Every record must be transcribed in its entirety, apart from the images, which are to be omitted.

---------------

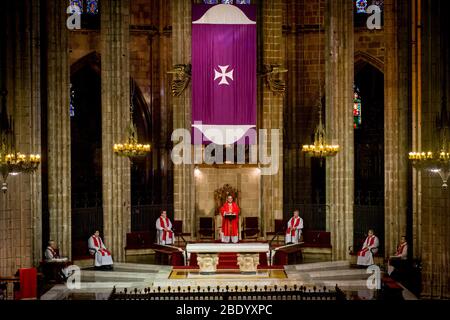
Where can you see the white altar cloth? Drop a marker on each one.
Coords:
(227, 247)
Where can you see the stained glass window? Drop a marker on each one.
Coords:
(76, 6)
(92, 6)
(361, 6)
(357, 119)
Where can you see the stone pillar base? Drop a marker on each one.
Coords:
(208, 262)
(248, 263)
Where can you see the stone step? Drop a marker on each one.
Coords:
(338, 273)
(319, 266)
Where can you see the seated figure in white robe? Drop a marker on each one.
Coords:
(370, 247)
(97, 248)
(164, 233)
(294, 228)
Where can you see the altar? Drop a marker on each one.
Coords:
(208, 255)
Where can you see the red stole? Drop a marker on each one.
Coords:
(226, 223)
(98, 244)
(293, 227)
(369, 242)
(55, 255)
(400, 249)
(165, 224)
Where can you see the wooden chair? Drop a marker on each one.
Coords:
(177, 228)
(206, 229)
(251, 228)
(280, 230)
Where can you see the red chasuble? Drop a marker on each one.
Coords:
(226, 208)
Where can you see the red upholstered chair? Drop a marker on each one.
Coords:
(177, 228)
(206, 229)
(251, 228)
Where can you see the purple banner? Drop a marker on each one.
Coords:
(224, 73)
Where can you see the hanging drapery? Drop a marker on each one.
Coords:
(223, 73)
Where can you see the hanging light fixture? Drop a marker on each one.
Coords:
(131, 148)
(320, 148)
(12, 162)
(437, 161)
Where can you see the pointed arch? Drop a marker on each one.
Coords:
(363, 58)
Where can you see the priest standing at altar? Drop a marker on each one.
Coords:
(230, 221)
(294, 228)
(370, 247)
(164, 229)
(102, 256)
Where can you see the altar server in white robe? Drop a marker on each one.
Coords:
(101, 255)
(370, 247)
(294, 228)
(164, 230)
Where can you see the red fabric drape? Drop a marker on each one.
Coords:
(165, 224)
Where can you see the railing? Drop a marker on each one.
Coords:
(230, 294)
(314, 215)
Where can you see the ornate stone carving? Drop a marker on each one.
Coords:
(208, 262)
(272, 75)
(182, 77)
(248, 262)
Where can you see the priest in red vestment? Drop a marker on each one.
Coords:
(230, 221)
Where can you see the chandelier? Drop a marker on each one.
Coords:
(12, 162)
(320, 148)
(131, 148)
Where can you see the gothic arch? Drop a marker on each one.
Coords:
(363, 58)
(91, 59)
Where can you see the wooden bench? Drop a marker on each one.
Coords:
(290, 254)
(168, 255)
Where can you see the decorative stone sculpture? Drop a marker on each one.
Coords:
(248, 262)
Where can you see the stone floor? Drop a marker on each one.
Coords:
(97, 285)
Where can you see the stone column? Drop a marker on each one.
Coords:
(59, 164)
(20, 207)
(433, 220)
(271, 110)
(115, 73)
(339, 123)
(184, 183)
(395, 122)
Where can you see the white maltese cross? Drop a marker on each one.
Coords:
(224, 75)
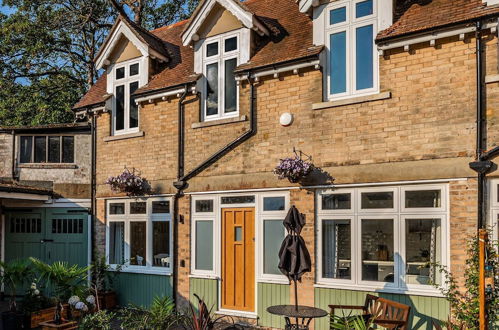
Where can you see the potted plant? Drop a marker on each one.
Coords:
(65, 281)
(14, 275)
(130, 183)
(294, 169)
(103, 277)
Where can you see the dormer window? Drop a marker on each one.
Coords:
(352, 68)
(125, 110)
(220, 59)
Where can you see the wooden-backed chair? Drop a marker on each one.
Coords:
(383, 312)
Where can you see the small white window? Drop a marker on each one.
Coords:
(352, 65)
(139, 235)
(125, 110)
(220, 59)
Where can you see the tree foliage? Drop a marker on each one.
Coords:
(47, 48)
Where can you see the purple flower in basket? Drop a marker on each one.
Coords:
(294, 169)
(130, 183)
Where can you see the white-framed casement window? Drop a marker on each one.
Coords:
(383, 238)
(352, 60)
(139, 235)
(221, 56)
(46, 149)
(125, 111)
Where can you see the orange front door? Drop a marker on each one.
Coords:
(238, 259)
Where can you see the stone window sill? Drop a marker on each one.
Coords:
(123, 136)
(48, 166)
(220, 122)
(352, 100)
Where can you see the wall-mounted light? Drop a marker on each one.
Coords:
(286, 119)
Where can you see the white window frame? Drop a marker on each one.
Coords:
(126, 81)
(350, 27)
(220, 58)
(398, 214)
(149, 218)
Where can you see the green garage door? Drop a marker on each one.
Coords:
(49, 234)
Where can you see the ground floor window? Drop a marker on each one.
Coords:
(139, 234)
(385, 237)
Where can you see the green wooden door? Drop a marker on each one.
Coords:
(50, 234)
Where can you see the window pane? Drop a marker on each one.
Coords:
(138, 208)
(338, 63)
(134, 69)
(338, 15)
(273, 203)
(116, 242)
(212, 49)
(161, 243)
(377, 200)
(364, 8)
(161, 207)
(273, 235)
(422, 198)
(230, 92)
(120, 73)
(336, 251)
(138, 243)
(204, 205)
(68, 145)
(377, 250)
(134, 108)
(212, 89)
(238, 199)
(336, 202)
(423, 246)
(204, 245)
(364, 57)
(54, 149)
(26, 149)
(117, 208)
(120, 107)
(40, 149)
(230, 44)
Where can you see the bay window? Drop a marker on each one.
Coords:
(220, 59)
(125, 110)
(139, 235)
(352, 68)
(382, 238)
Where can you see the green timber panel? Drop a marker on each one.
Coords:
(141, 289)
(271, 294)
(206, 289)
(423, 309)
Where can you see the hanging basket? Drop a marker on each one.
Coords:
(130, 183)
(294, 169)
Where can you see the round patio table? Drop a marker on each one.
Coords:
(302, 315)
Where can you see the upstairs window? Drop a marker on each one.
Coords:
(46, 149)
(125, 110)
(351, 27)
(220, 59)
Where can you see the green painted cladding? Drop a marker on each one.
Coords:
(206, 289)
(423, 309)
(271, 294)
(140, 289)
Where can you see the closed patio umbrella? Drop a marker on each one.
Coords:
(294, 258)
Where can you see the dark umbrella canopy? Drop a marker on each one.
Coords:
(294, 258)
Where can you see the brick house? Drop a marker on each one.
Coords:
(45, 192)
(382, 95)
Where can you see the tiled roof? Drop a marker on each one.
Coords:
(95, 96)
(414, 16)
(290, 39)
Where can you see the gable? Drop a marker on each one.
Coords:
(124, 51)
(219, 21)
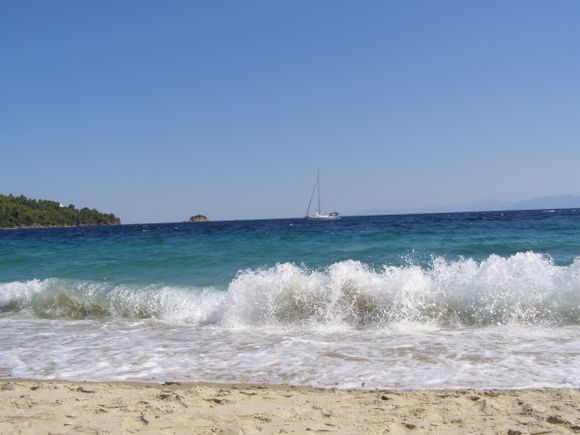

---------------

### The answer:
Where can you see the white altar cloth? Drop a marker on each one.
Coords:
(227, 247)
Where can you see the stained glass window? Drop a marker on each one.
Coords:
(76, 6)
(92, 6)
(361, 6)
(357, 119)
Where can you see the stone pillar base? Drop a marker on each one.
Coords:
(208, 262)
(248, 263)
Where can you see the stone step? Drop a marker on each one.
Coords:
(338, 273)
(319, 266)
Where can you see the seated figure in white robe? Drop a marker on each one.
Coords:
(370, 247)
(97, 248)
(164, 233)
(294, 228)
Where can you see the altar? Drop a marker on each one.
Coords:
(208, 255)
Where can you see the red stole? Drop a marker on each one.
Coords:
(226, 223)
(98, 244)
(293, 227)
(369, 242)
(55, 255)
(400, 249)
(165, 224)
Where can you see the wooden chair? Drop a marker on each one.
Coords:
(177, 228)
(206, 229)
(251, 228)
(280, 230)
Where can you see the red chasuble? Drop a marker on each one.
Coords:
(226, 208)
Where can you see the red upholstered chair? Drop a marker on each one.
Coords:
(177, 228)
(206, 229)
(251, 228)
Where can you see the purple banner? Drop a marker on each one.
Coords:
(224, 73)
Where can you see the hanging drapery? Drop a marker on each one.
Coords:
(223, 73)
Where can you see the hanging light fixture? Drop a marker on each one.
Coords:
(131, 148)
(320, 148)
(12, 162)
(437, 161)
Where can you see the pointed arch? Drop a marker on each one.
Coords:
(363, 58)
Where can you see the priest standing at altar? Drop a marker on each one.
Coords:
(230, 221)
(294, 228)
(370, 247)
(164, 229)
(102, 256)
Where can you see the altar server in white robe? Drop a marker on each one.
Coords:
(101, 255)
(370, 247)
(294, 228)
(164, 230)
Where can you see the red fabric drape? Drop a marker on each one.
Coords:
(165, 224)
Where can you see the railing? Drop a marker on each one.
Coords:
(230, 294)
(314, 215)
Where can you see the ornate stone carving? Drop a marker on each one.
Coords:
(208, 262)
(272, 75)
(182, 77)
(248, 262)
Where can you see the priest in red vestment? Drop a marker on each one.
Coords:
(230, 221)
Where can you see the chandelier? Drop a marker on each one.
Coords:
(12, 162)
(320, 148)
(131, 148)
Where can you see the gothic arch? Drop a marker on each one.
Coords:
(363, 58)
(91, 59)
Where can you see the wooden bench? Drop a marker on each one.
Coords:
(290, 254)
(168, 255)
Where can you see the decorative stone sculpture? Drop a marker on each one.
Coords:
(248, 262)
Where can you see the stone floor? Drop a marker on each one.
Coords:
(97, 285)
Where can you see the stone column? Drop a marker on each one.
Coords:
(59, 164)
(20, 207)
(433, 220)
(271, 110)
(115, 73)
(339, 123)
(184, 183)
(395, 122)
Where can you see the white maltese cross? Drop a marker on each one.
Coords:
(224, 75)
Where can you see the potted plant? Drop a marker on each one.
Coords:
(65, 281)
(14, 275)
(130, 183)
(294, 169)
(103, 277)
Where can you see the dormer window? Drop a marker on each one.
Coords:
(352, 68)
(125, 110)
(220, 59)
Where can you see the wooden-backed chair? Drop a marker on each one.
Coords:
(383, 312)
Where can you see the small white window? Drop a marker on each one.
Coords:
(352, 65)
(139, 235)
(125, 110)
(220, 59)
Where can you see the tree foliage? Drop a marker on each one.
Coords:
(47, 48)
Where can you see the purple flower in basket? Drop a marker on each one.
Coords:
(294, 169)
(130, 183)
Where can you see the white-framed casement window? Drop a marker on each one.
Coords:
(383, 238)
(352, 60)
(139, 235)
(221, 56)
(46, 149)
(125, 111)
Where can you see the orange front door? Drop a marker on each one.
Coords:
(238, 259)
Where can you see the stone window sill? Drop a marker on each one.
Coords:
(123, 136)
(48, 166)
(220, 122)
(352, 100)
Where can you see the wall-mounted light? Drop a marker on each one.
Coords:
(286, 119)
Where can you see the white window frame? Drop a marker on each one.
Coords:
(126, 81)
(350, 27)
(220, 58)
(398, 214)
(149, 218)
Where can you see the green garage door? Drop a marker on each one.
Coords:
(49, 234)
Where can you see the ground floor window? Drop a marker on each one.
Coords:
(139, 234)
(385, 237)
Where can you see the green wooden door? Drop a marker on each one.
Coords:
(50, 234)
Where can you see the window pane? Drop a marker on each one.
Coords:
(138, 208)
(338, 63)
(134, 69)
(338, 15)
(273, 203)
(116, 242)
(212, 49)
(161, 243)
(377, 200)
(364, 8)
(161, 207)
(273, 235)
(422, 198)
(230, 92)
(120, 73)
(336, 251)
(138, 243)
(204, 205)
(68, 145)
(377, 250)
(134, 108)
(212, 89)
(238, 199)
(336, 202)
(423, 246)
(204, 245)
(364, 57)
(54, 149)
(26, 149)
(117, 208)
(120, 107)
(40, 149)
(230, 44)
Where can you see the bay window? Drop a marker on each one.
Coords:
(220, 59)
(125, 110)
(139, 235)
(352, 68)
(382, 238)
Where can you see the green timber panel? Drop a marker on each one.
Coords:
(141, 289)
(271, 294)
(206, 289)
(423, 309)
Where can you see the hanging basket? Drop a marker on each one.
Coords:
(130, 183)
(294, 169)
Where can you see the round patio table? Drop a marker on each one.
Coords:
(302, 315)
Where can you see the upstairs window? Drop a marker on each one.
Coords:
(46, 149)
(125, 110)
(351, 27)
(220, 59)
Where can you see the green painted cladding? Drop a marker on each one.
Coords:
(206, 289)
(423, 309)
(271, 294)
(140, 289)
Where can you see the closed patio umbrella? Drop a marker on each one.
Coords:
(294, 258)
Where can you see the dark umbrella canopy? Drop a marker on each one.
Coords:
(294, 258)
Where can you see the brick house? Drop a marker on each one.
Coords:
(45, 192)
(382, 95)
Where can you see the tiled roof? Drop a marker on each one.
Coords:
(95, 96)
(414, 16)
(290, 39)
Where can you see the gable? Drop a marker on each one.
Coords:
(124, 51)
(219, 21)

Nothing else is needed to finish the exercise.